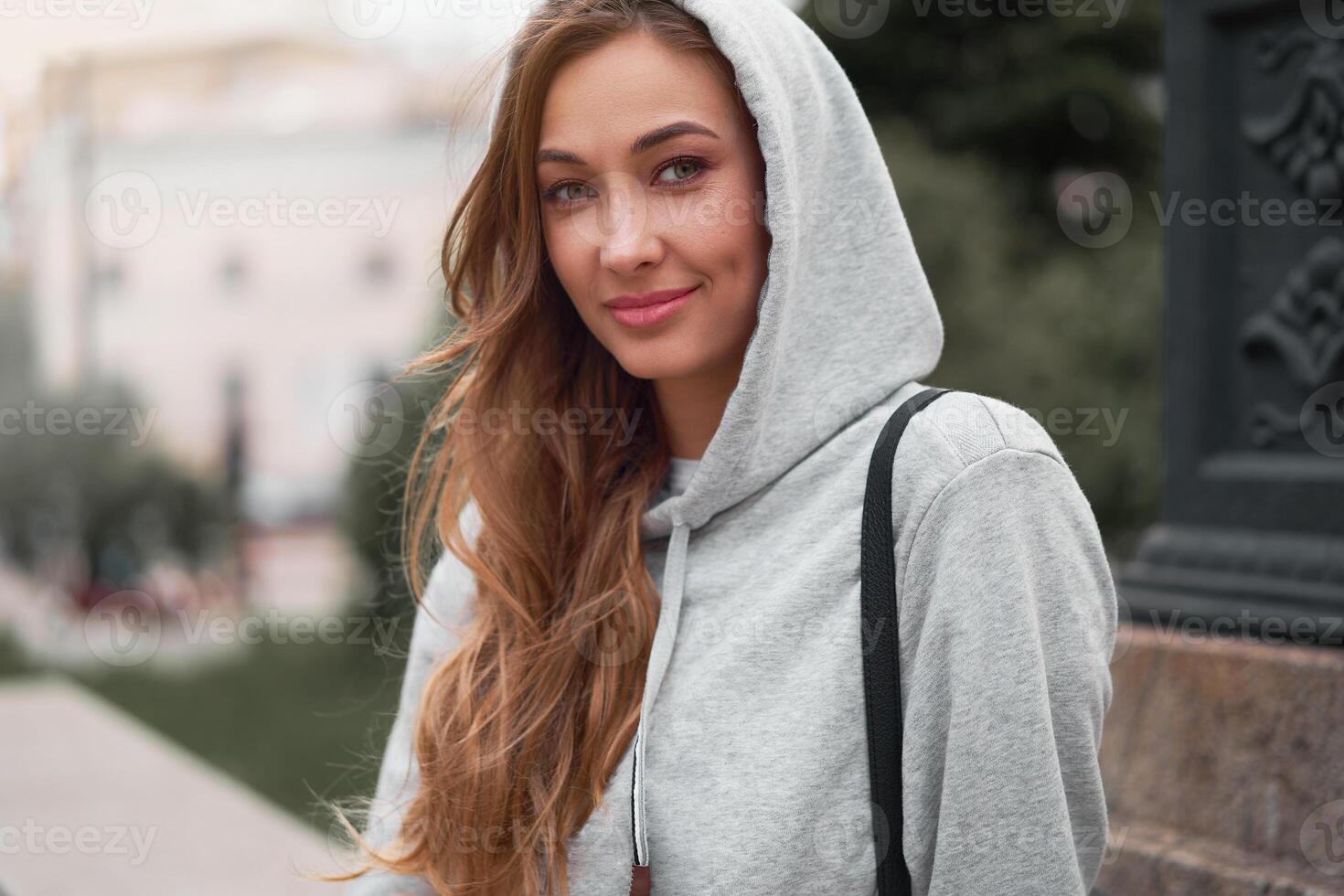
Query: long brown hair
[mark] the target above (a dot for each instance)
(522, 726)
==
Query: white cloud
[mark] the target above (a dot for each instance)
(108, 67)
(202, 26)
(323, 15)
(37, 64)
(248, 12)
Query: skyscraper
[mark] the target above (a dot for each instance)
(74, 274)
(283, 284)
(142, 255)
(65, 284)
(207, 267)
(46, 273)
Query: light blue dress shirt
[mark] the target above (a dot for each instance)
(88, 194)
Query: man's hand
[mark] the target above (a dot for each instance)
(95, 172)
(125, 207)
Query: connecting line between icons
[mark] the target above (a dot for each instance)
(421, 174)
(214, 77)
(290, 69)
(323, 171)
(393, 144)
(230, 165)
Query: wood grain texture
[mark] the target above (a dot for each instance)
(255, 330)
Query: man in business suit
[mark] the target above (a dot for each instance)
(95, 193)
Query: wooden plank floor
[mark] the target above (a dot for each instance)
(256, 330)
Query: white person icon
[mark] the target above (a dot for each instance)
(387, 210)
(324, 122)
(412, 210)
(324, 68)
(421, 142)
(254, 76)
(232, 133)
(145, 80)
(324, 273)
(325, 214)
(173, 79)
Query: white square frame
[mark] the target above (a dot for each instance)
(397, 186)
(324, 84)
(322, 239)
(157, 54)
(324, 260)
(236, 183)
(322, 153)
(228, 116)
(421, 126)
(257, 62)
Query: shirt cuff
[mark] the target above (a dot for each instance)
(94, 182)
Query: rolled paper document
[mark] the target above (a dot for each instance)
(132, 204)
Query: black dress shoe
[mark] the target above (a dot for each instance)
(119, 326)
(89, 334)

Task objective:
Could you copy every line in the records that holds "dress"?

Result of the task:
Query: light blue dress shirt
Query: black dress shoe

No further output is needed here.